PROBLEM TO WORK ON: Every line below that holds the word "road" counts once; please tally them and give only the total.

RECORDS SUPPLIED:
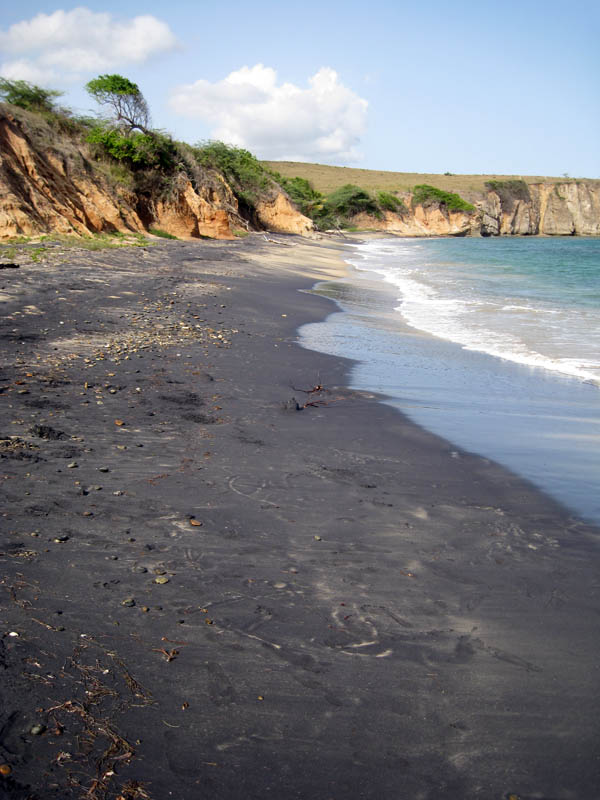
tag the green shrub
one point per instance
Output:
(509, 192)
(389, 202)
(138, 150)
(349, 200)
(425, 195)
(247, 177)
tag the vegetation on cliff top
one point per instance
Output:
(425, 195)
(509, 192)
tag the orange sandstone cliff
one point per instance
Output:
(49, 183)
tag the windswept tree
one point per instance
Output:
(28, 95)
(123, 98)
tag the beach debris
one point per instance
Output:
(294, 405)
(170, 655)
(46, 432)
(37, 730)
(317, 389)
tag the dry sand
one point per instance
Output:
(207, 593)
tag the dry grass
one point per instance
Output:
(326, 179)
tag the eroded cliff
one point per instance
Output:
(50, 183)
(511, 208)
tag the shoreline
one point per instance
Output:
(537, 423)
(339, 603)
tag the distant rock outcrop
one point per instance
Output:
(509, 208)
(551, 209)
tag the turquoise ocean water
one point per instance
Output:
(493, 344)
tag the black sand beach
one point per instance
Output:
(208, 593)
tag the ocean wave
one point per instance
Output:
(456, 305)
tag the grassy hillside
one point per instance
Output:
(327, 179)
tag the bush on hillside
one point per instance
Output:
(509, 192)
(425, 195)
(245, 174)
(349, 200)
(137, 150)
(389, 202)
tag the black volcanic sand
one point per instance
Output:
(207, 593)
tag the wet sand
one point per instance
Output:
(208, 593)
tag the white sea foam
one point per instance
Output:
(473, 308)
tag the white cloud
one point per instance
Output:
(67, 44)
(323, 122)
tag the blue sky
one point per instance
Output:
(466, 87)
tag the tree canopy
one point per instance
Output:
(123, 98)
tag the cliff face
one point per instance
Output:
(50, 184)
(421, 221)
(48, 189)
(552, 209)
(548, 209)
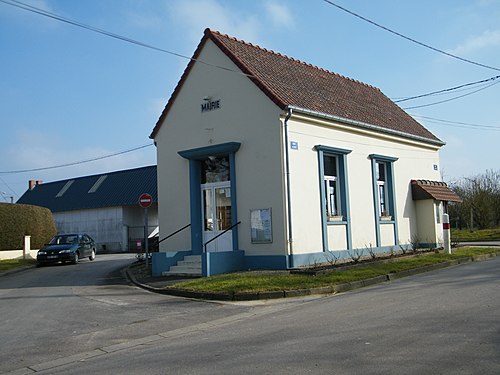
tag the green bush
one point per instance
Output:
(18, 220)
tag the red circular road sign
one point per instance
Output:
(145, 200)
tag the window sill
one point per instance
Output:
(333, 220)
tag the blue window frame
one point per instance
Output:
(384, 192)
(334, 190)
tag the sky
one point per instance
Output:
(75, 97)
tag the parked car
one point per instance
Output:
(67, 248)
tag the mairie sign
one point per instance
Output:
(210, 105)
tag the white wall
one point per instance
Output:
(246, 116)
(415, 161)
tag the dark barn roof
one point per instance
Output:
(425, 189)
(121, 188)
(293, 83)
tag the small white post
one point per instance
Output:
(446, 234)
(27, 247)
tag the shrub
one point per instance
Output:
(18, 220)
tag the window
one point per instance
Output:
(332, 191)
(381, 172)
(383, 186)
(333, 181)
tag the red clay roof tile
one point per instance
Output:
(290, 82)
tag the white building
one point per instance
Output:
(299, 162)
(105, 206)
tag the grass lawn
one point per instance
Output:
(275, 281)
(475, 235)
(9, 264)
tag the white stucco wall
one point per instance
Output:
(415, 161)
(107, 226)
(246, 116)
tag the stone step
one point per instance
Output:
(189, 266)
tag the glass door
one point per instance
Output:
(216, 206)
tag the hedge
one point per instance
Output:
(18, 220)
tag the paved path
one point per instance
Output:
(443, 322)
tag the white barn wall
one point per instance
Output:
(107, 226)
(246, 116)
(104, 225)
(415, 161)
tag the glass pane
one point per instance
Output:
(331, 197)
(215, 169)
(383, 209)
(223, 208)
(380, 171)
(330, 165)
(208, 221)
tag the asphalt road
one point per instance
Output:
(444, 322)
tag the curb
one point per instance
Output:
(329, 289)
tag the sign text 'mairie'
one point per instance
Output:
(210, 105)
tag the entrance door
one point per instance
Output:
(216, 207)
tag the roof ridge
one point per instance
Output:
(215, 32)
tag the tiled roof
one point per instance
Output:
(292, 83)
(425, 189)
(121, 188)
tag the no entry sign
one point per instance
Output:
(145, 200)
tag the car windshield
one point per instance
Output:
(64, 239)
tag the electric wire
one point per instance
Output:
(77, 162)
(43, 12)
(457, 123)
(445, 91)
(409, 38)
(454, 98)
(57, 17)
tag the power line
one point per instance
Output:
(410, 39)
(449, 100)
(446, 90)
(57, 17)
(45, 13)
(457, 123)
(77, 162)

RESULT: 2